> _Task details_
Quote verbatim the stretch of the records below, from the line containing "Indicate the green" through the line containing "pixel 654 683", with both of those lines included.

> _Records for the task_

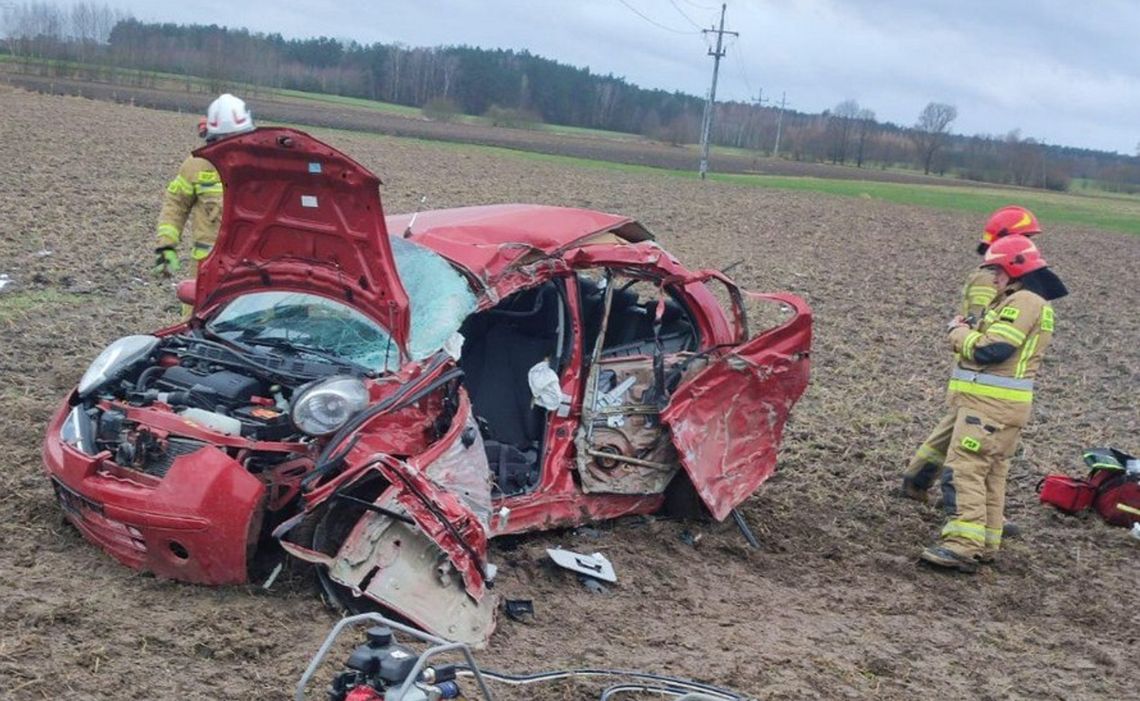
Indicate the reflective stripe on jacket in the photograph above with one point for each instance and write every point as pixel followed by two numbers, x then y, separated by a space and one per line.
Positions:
pixel 195 195
pixel 977 293
pixel 1022 319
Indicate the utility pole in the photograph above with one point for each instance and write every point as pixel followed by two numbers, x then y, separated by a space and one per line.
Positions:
pixel 707 122
pixel 783 100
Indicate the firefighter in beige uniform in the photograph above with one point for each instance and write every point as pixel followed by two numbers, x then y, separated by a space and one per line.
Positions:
pixel 195 194
pixel 991 399
pixel 925 469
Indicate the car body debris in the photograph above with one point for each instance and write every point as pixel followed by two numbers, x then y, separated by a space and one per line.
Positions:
pixel 595 565
pixel 366 401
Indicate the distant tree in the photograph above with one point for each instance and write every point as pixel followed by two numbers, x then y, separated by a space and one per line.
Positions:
pixel 931 131
pixel 839 129
pixel 865 119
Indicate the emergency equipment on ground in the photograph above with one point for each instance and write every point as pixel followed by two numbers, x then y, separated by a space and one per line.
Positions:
pixel 1112 488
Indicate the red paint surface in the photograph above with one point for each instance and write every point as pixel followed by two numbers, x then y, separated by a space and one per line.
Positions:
pixel 726 421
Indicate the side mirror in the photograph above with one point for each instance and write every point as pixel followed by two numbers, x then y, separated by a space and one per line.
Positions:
pixel 186 291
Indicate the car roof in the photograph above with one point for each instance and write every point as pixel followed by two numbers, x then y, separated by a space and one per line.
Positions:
pixel 487 239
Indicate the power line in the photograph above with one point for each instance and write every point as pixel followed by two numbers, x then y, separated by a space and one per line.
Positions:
pixel 653 22
pixel 690 19
pixel 707 122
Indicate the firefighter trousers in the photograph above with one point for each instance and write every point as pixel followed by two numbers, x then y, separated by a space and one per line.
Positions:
pixel 926 467
pixel 974 483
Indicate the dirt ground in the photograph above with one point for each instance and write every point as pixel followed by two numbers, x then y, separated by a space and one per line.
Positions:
pixel 831 606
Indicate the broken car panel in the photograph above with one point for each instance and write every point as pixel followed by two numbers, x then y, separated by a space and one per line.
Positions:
pixel 385 405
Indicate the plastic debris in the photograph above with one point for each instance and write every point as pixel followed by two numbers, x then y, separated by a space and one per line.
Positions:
pixel 545 386
pixel 594 565
pixel 518 609
pixel 592 585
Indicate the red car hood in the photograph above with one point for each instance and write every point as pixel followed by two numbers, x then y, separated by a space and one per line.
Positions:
pixel 299 214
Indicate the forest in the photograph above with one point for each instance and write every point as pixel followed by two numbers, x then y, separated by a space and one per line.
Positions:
pixel 520 88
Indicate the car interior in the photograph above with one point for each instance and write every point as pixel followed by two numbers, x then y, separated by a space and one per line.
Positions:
pixel 503 343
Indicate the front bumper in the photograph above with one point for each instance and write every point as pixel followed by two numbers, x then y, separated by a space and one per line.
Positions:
pixel 200 523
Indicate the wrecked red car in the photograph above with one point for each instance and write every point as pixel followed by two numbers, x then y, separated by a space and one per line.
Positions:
pixel 382 396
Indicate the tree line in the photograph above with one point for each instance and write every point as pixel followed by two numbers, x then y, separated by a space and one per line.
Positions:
pixel 519 88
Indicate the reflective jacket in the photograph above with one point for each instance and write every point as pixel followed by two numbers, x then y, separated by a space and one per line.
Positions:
pixel 977 293
pixel 988 377
pixel 194 194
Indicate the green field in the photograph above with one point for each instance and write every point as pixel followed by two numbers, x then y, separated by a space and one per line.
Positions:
pixel 1096 210
pixel 1099 211
pixel 1086 205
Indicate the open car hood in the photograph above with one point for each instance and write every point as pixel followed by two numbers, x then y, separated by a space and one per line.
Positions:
pixel 298 214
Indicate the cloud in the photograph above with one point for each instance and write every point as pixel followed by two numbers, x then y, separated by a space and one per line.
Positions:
pixel 1063 72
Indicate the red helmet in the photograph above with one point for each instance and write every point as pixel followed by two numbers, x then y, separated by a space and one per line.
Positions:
pixel 1010 220
pixel 1015 254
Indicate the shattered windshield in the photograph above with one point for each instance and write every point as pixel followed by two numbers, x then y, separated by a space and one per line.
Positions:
pixel 440 296
pixel 308 323
pixel 439 299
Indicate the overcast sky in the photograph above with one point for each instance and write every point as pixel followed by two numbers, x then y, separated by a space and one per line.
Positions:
pixel 1060 71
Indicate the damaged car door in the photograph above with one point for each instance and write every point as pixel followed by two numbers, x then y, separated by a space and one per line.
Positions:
pixel 727 420
pixel 641 341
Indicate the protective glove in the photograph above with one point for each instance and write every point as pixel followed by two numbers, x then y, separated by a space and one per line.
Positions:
pixel 167 262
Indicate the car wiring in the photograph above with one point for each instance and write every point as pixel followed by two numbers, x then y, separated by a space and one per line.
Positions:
pixel 654 683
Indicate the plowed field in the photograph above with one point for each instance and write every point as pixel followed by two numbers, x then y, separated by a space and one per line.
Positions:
pixel 832 604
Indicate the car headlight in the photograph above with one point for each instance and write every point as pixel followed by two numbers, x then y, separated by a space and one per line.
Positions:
pixel 325 406
pixel 114 361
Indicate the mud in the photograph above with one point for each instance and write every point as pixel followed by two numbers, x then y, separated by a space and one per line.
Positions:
pixel 831 606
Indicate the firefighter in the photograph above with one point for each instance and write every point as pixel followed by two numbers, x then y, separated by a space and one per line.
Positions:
pixel 195 193
pixel 925 470
pixel 991 396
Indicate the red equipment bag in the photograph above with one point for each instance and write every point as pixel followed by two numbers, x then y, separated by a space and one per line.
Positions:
pixel 1071 495
pixel 1110 488
pixel 1117 498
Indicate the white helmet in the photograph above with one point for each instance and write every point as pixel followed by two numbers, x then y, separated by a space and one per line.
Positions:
pixel 226 116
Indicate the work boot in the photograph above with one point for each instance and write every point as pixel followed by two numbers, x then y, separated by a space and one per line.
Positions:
pixel 910 490
pixel 942 556
pixel 1010 530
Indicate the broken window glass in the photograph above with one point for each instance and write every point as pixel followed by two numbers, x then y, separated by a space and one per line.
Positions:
pixel 439 296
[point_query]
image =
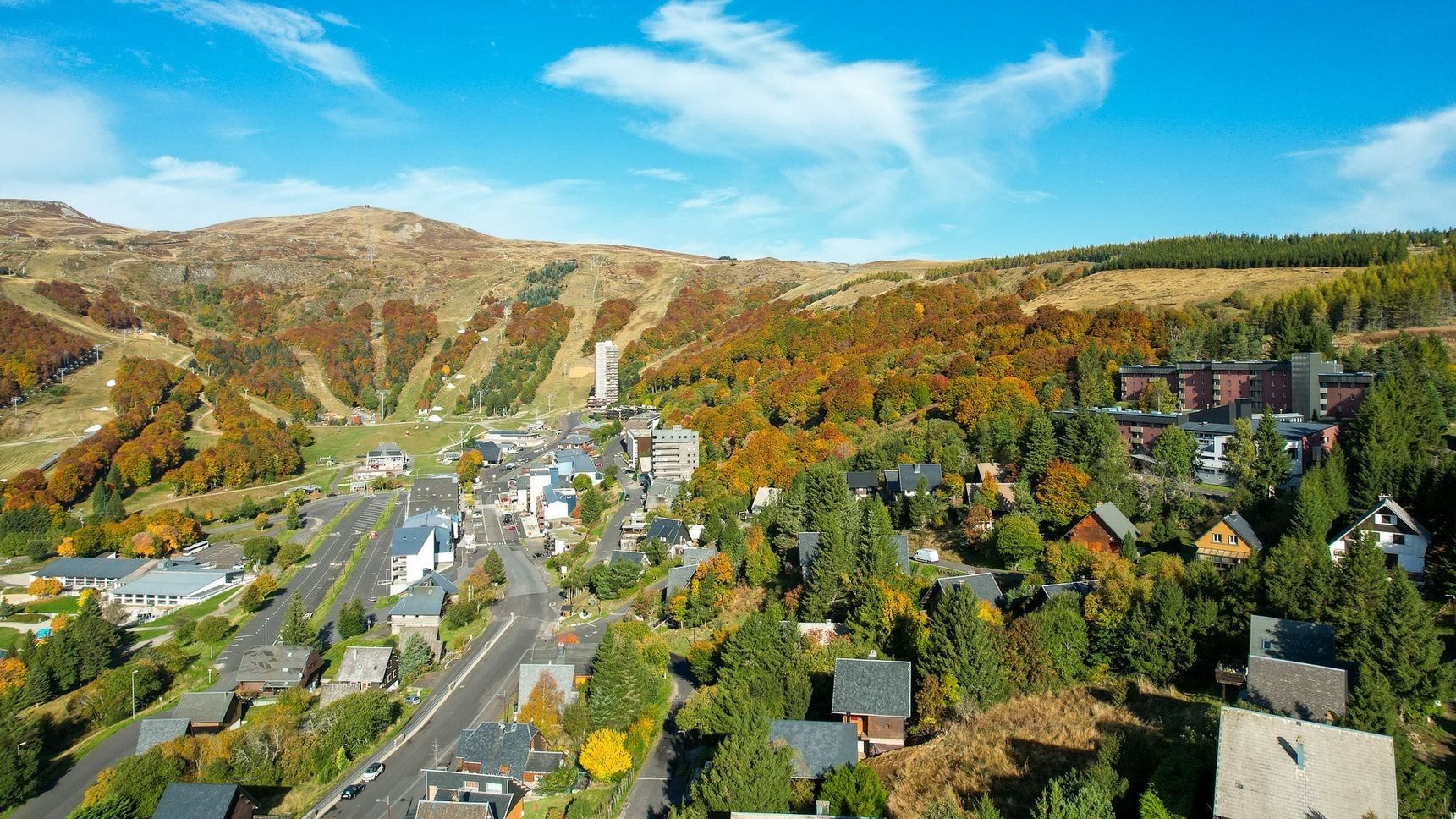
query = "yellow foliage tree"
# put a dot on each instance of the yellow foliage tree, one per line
(605, 756)
(44, 587)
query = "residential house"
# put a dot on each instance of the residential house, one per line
(670, 530)
(1399, 535)
(862, 484)
(983, 585)
(76, 573)
(674, 453)
(453, 794)
(272, 669)
(506, 750)
(1272, 767)
(411, 552)
(208, 712)
(876, 697)
(906, 480)
(1229, 542)
(763, 498)
(1005, 487)
(563, 675)
(1102, 530)
(157, 730)
(817, 746)
(418, 611)
(198, 800)
(387, 458)
(369, 667)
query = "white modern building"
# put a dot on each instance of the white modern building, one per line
(607, 388)
(1399, 535)
(674, 453)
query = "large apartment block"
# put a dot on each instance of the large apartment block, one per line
(674, 453)
(1306, 385)
(607, 388)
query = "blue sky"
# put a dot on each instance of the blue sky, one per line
(813, 130)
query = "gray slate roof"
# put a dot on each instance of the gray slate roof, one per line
(563, 673)
(204, 706)
(421, 601)
(983, 585)
(1296, 690)
(157, 730)
(880, 688)
(1114, 519)
(409, 541)
(910, 475)
(679, 577)
(817, 746)
(101, 567)
(1244, 530)
(197, 800)
(668, 530)
(1346, 776)
(1292, 640)
(496, 745)
(365, 663)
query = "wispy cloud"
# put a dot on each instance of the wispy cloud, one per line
(860, 140)
(1404, 175)
(664, 173)
(292, 36)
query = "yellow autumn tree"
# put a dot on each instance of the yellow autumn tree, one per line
(605, 756)
(543, 707)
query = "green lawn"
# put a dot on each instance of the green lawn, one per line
(56, 605)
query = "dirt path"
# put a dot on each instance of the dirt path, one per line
(315, 382)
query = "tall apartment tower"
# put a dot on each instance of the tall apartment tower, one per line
(607, 388)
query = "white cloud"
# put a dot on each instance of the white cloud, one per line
(337, 19)
(666, 173)
(57, 135)
(292, 36)
(1404, 175)
(866, 141)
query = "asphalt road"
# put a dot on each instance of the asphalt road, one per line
(313, 580)
(658, 787)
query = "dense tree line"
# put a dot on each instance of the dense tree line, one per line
(262, 365)
(543, 284)
(535, 336)
(408, 331)
(344, 347)
(32, 350)
(250, 449)
(612, 316)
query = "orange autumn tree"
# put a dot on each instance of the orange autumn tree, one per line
(1060, 492)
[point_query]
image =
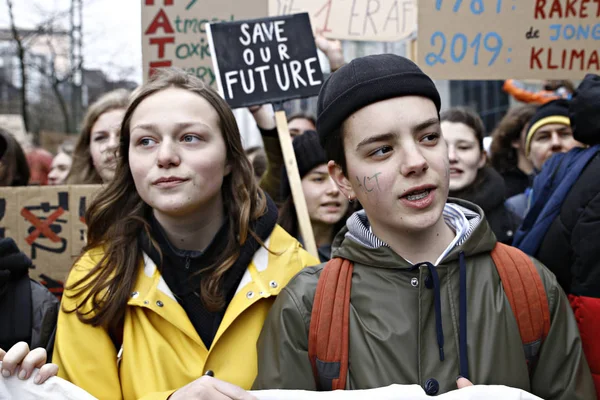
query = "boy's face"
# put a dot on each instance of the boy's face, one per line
(397, 163)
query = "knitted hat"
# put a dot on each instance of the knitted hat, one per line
(309, 154)
(553, 112)
(584, 111)
(367, 80)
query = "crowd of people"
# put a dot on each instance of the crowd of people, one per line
(194, 282)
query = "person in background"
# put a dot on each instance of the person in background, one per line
(562, 228)
(61, 164)
(258, 159)
(297, 124)
(40, 161)
(470, 177)
(508, 150)
(14, 169)
(28, 311)
(327, 206)
(183, 260)
(548, 133)
(94, 158)
(300, 123)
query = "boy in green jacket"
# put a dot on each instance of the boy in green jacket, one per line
(427, 303)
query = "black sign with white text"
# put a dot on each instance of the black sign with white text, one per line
(265, 60)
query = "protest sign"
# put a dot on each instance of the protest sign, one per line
(377, 20)
(265, 60)
(173, 32)
(270, 60)
(499, 39)
(46, 224)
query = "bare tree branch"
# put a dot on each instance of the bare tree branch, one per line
(21, 57)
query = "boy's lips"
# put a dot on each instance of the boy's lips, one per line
(417, 189)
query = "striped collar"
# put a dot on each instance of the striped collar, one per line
(460, 219)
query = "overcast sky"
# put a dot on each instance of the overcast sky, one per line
(111, 29)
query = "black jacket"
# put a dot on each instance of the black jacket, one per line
(488, 193)
(515, 181)
(573, 239)
(28, 311)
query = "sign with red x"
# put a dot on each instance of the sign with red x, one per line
(42, 227)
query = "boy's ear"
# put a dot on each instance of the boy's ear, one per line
(336, 173)
(482, 160)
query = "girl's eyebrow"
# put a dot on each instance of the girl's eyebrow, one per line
(178, 126)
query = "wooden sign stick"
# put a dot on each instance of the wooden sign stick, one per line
(291, 167)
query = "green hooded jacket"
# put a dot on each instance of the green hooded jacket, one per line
(394, 327)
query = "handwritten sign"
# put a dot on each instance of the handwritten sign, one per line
(498, 39)
(46, 223)
(265, 60)
(377, 20)
(174, 32)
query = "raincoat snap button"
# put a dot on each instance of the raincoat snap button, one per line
(429, 282)
(432, 387)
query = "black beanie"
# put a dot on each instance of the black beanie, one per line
(367, 80)
(553, 112)
(309, 154)
(584, 111)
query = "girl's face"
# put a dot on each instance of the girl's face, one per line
(325, 203)
(59, 170)
(104, 141)
(464, 153)
(177, 154)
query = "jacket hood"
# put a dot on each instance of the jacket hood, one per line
(487, 191)
(583, 111)
(480, 240)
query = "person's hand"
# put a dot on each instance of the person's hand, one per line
(264, 116)
(463, 382)
(332, 49)
(20, 361)
(208, 388)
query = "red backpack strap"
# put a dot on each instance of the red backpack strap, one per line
(527, 297)
(329, 324)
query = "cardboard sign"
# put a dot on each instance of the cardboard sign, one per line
(265, 60)
(46, 223)
(174, 34)
(377, 20)
(499, 39)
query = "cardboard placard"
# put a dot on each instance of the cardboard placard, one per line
(44, 222)
(499, 39)
(265, 60)
(377, 20)
(173, 32)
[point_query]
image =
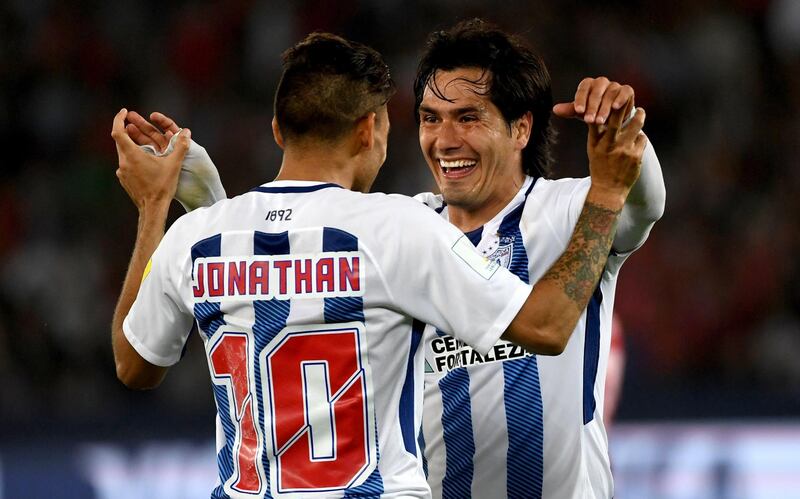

> _Result for this exercise_
Indicate the green field in the photograph above with one point for each instance and write every point as pixel followed by two numbers, x then y, separated by a space and one per line.
Positions:
pixel 1096 210
pixel 1099 211
pixel 1086 205
Indicate the open car hood in the photograph above with one point for each instance and write every point as pixel followed by two numbers, x then y, separated by a space and one per line.
Positions:
pixel 298 214
Indicate the cloud in the photograph above with one point for each instance and write every point as pixel followed by two numbers, x then y, separated by a space and one per line.
Positions:
pixel 1063 72
Indicate the red helmet in the photograph above with one point for each instance and write every point as pixel followed by two numbers, x then y, separated by a space and one per line.
Positions:
pixel 1010 220
pixel 1015 254
Indicate the shattered windshield in the photograph above with one point for each instance and write every point as pixel followed by two numbers, x then y, separated by a space and one per line.
Positions:
pixel 440 296
pixel 308 323
pixel 439 299
Indicate the overcast sky in the photograph above with one point for each instance and write every point as pixel followed by two numbers, x then y, separated by a space and one per line.
Positions:
pixel 1060 71
Indicate the damaged car door in the photograph above with one point for each instance and write every point as pixel followed by two numbers, x then y, separated by a space and one per line.
Positions:
pixel 727 420
pixel 641 341
Indicate the protective glove in the photograph above with one point for each instance and write every point as pixel followed by two numbers, x then y, separated by a space and one per line.
Positions:
pixel 167 262
Indicate the car wiring in the photograph above with one point for each instance and write every point as pixel followed by two numbers, x then y, separated by a space and one per line.
Positions:
pixel 654 683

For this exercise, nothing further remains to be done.